# Excerpted text
In this work, we develop variational integrators for a class of underactuated mechanical systems using the theory of discrete mechanics. Further, a discrete optimal control problem is formulated for the considered class of systems and subsequently solved to obtain necessary conditions that characterise optimal trajectories.

This work was done under the guidance of Prof. Ravi N. Banavar for my Master's thesis. More details can be found here:

• Nair, S.H., Banavar, R.N., "Discrete Optimal Control of Interconnected Mechanical Systems", 11th IFAC Symposium on Nonlinear Control Systems (NOLCOS 2019) (https://arxiv.org/abs/1809.09191)

In this work, we consider a spacecraft formation problem wherein there are asymmetric, bounded and time-varying delays in the communication links between the spacecraft while the feedback from the spacecraft’s own states is instantaneous.

This work was done under the guidance of Prof. Kamesh Subbarao during my internship at The University of Texas at Arlington in the summer of 2016. More details can be found here:

• Nair, S.H., Subbarao, K., "Attitude Control of Spacecraft Formations subject to Distributed Communication Delays", 27th AAS/AIAA Space Flight Mechanics Meeting 2017 (https://arxiv.org/abs/1707.01185)

# Stated task 1
Could you write down the records below, line for line, with nothing changed?

# Extracted data
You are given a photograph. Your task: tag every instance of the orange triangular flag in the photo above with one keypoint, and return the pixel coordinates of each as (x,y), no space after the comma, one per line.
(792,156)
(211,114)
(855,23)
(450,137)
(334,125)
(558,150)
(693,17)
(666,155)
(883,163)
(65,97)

# Stated task 2
Can you pull out the full research summary above, word for word?

# Final answer 1
You are given a photograph. Your task: tag every instance of the orange triangular flag in the photo above with one keypoint, and return the pixel coordinates of each as (x,y), no space after the comma, one per line.
(792,156)
(211,114)
(855,23)
(450,137)
(334,125)
(558,150)
(693,17)
(666,155)
(883,163)
(65,97)

# Final answer 2
In this work, we develop variational integrators for a class of underactuated mechanical systems using the theory of discrete mechanics. Further, a discrete optimal control problem is formulated for the considered class of systems and subsequently solved to obtain necessary conditions that characterise optimal trajectories.

This work was done under the guidance of Prof. Ravi N. Banavar for my Master's thesis. More details can be found here:

• Nair, S.H., Banavar, R.N., "Discrete Optimal Control of Interconnected Mechanical Systems", 11th IFAC Symposium on Nonlinear Control Systems (NOLCOS 2019) (https://arxiv.org/abs/1809.09191)

In this work, we consider a spacecraft formation problem wherein there are asymmetric, bounded and time-varying delays in the communication links between the spacecraft while the feedback from the spacecraft’s own states is instantaneous.

This work was done under the guidance of Prof. Kamesh Subbarao during my internship at The University of Texas at Arlington in the summer of 2016. More details can be found here:

• Nair, S.H., Subbarao, K., "Attitude Control of Spacecraft Formations subject to Distributed Communication Delays", 27th AAS/AIAA Space Flight Mechanics Meeting 2017 (https://arxiv.org/abs/1707.01185)